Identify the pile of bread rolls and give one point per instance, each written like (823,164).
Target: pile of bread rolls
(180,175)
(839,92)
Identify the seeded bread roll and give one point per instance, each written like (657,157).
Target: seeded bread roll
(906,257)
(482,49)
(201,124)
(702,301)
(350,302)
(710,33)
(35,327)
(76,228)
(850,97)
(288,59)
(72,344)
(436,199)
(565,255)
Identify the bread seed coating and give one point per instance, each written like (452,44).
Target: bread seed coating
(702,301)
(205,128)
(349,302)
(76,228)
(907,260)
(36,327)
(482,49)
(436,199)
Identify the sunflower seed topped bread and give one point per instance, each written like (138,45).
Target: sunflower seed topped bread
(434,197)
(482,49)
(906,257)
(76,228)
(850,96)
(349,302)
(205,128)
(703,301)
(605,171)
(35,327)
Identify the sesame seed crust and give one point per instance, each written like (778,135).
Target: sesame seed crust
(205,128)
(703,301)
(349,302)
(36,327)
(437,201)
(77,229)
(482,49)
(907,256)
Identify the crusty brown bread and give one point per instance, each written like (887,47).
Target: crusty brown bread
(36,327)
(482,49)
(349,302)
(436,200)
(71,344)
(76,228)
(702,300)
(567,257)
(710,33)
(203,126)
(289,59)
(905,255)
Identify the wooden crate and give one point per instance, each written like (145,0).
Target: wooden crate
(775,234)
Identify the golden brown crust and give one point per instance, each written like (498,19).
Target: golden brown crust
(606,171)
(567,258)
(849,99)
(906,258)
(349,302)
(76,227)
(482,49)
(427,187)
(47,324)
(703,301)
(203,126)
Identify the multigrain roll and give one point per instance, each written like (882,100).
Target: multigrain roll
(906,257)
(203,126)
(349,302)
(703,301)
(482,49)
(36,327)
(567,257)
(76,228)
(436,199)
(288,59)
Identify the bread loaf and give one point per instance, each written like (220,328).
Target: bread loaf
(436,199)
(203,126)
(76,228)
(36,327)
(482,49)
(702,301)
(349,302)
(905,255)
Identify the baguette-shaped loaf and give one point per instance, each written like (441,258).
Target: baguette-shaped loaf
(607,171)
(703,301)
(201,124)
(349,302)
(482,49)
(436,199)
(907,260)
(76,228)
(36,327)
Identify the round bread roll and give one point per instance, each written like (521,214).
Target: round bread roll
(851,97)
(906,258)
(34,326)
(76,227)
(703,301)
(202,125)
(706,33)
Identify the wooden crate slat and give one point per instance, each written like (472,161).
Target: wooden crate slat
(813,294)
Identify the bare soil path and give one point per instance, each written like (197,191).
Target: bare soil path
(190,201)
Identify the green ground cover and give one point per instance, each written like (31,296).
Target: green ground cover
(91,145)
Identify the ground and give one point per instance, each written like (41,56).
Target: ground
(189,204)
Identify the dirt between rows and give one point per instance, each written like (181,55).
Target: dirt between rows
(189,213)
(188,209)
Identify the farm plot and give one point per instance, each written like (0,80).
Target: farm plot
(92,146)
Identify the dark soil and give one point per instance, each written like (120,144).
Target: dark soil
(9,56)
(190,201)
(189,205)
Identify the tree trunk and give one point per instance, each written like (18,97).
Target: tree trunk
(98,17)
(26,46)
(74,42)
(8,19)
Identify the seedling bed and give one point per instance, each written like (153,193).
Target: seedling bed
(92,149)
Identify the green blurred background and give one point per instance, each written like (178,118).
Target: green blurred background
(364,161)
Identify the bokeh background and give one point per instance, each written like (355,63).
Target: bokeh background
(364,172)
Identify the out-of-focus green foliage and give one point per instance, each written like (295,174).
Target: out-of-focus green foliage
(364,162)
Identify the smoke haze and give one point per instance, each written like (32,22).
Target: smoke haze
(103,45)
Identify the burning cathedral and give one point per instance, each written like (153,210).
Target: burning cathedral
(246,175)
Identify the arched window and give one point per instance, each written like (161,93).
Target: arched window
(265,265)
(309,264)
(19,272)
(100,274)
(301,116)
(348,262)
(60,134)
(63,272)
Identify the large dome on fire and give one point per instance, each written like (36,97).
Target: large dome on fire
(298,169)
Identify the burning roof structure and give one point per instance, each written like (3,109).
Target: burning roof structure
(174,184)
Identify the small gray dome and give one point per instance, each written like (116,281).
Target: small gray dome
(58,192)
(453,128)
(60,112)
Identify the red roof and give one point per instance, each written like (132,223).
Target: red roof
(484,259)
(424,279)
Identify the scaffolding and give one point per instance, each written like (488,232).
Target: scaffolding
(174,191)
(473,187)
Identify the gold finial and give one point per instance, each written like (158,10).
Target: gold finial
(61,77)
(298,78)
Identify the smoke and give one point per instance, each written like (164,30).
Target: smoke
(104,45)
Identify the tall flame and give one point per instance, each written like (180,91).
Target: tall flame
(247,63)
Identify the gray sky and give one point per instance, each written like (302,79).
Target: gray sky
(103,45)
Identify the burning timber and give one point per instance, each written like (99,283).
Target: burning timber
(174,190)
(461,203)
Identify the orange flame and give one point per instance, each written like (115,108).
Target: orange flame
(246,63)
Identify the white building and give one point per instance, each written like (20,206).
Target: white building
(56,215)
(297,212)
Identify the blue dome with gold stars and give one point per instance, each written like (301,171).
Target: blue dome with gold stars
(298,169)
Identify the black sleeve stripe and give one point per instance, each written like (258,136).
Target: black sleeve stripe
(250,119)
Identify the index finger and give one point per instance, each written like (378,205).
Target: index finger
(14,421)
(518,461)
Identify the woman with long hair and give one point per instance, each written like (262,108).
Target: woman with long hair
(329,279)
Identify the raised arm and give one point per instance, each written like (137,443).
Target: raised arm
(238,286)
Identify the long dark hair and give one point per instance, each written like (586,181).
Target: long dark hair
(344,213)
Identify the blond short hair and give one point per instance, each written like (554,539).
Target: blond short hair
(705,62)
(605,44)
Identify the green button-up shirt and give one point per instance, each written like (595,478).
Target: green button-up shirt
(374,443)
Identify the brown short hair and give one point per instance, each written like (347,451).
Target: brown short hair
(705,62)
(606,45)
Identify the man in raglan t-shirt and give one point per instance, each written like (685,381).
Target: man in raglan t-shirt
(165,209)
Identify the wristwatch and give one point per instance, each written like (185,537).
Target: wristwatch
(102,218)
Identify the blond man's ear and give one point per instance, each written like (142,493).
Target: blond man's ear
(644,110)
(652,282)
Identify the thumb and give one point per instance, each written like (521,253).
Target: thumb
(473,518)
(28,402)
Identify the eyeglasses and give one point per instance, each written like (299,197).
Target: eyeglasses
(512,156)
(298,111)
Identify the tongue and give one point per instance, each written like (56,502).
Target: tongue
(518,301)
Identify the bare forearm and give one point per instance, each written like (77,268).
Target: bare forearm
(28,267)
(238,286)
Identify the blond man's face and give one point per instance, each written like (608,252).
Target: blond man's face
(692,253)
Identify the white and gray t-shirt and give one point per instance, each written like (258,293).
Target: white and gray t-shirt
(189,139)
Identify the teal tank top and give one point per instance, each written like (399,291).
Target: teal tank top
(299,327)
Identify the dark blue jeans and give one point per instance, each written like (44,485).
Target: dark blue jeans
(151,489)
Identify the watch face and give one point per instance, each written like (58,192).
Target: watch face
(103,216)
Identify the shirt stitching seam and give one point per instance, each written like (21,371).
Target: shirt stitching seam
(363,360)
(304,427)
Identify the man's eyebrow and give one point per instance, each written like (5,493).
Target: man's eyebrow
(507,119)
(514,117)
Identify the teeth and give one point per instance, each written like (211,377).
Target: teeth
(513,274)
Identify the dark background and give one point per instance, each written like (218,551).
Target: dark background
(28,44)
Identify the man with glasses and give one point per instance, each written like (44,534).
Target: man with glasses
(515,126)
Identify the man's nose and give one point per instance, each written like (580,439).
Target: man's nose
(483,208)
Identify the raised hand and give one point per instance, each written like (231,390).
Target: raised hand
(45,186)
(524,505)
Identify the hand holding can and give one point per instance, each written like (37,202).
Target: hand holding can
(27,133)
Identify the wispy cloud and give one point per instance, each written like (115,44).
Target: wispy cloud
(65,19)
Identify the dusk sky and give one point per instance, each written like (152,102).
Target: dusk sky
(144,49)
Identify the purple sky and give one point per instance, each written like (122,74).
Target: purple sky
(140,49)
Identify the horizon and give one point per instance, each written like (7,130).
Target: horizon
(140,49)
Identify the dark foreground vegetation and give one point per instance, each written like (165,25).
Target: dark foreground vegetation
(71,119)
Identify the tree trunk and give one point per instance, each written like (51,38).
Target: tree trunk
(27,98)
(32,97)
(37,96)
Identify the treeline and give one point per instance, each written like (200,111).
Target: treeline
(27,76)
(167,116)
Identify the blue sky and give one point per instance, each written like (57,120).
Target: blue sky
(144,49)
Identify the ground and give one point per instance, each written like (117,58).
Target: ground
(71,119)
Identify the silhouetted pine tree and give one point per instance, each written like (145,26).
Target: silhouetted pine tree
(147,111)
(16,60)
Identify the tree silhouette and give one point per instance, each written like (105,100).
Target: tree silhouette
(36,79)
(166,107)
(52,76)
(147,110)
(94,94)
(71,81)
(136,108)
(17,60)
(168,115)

### PROBLEM
Change "pine tree" to "fir tree" in everything from the line containing "Identify the silhouetted" down to the last line, and give only those lines back with nothing else altered.

### RESULT
Identify the silhouetted fir tree and give one point per instance, each written like (145,26).
Target: silhouetted fir tree
(147,111)
(16,60)
Identify the tree silhouette and give one point per instance, each written like (105,100).
Target: tree silhouette
(36,79)
(166,107)
(52,76)
(147,110)
(94,94)
(71,81)
(136,108)
(17,60)
(168,115)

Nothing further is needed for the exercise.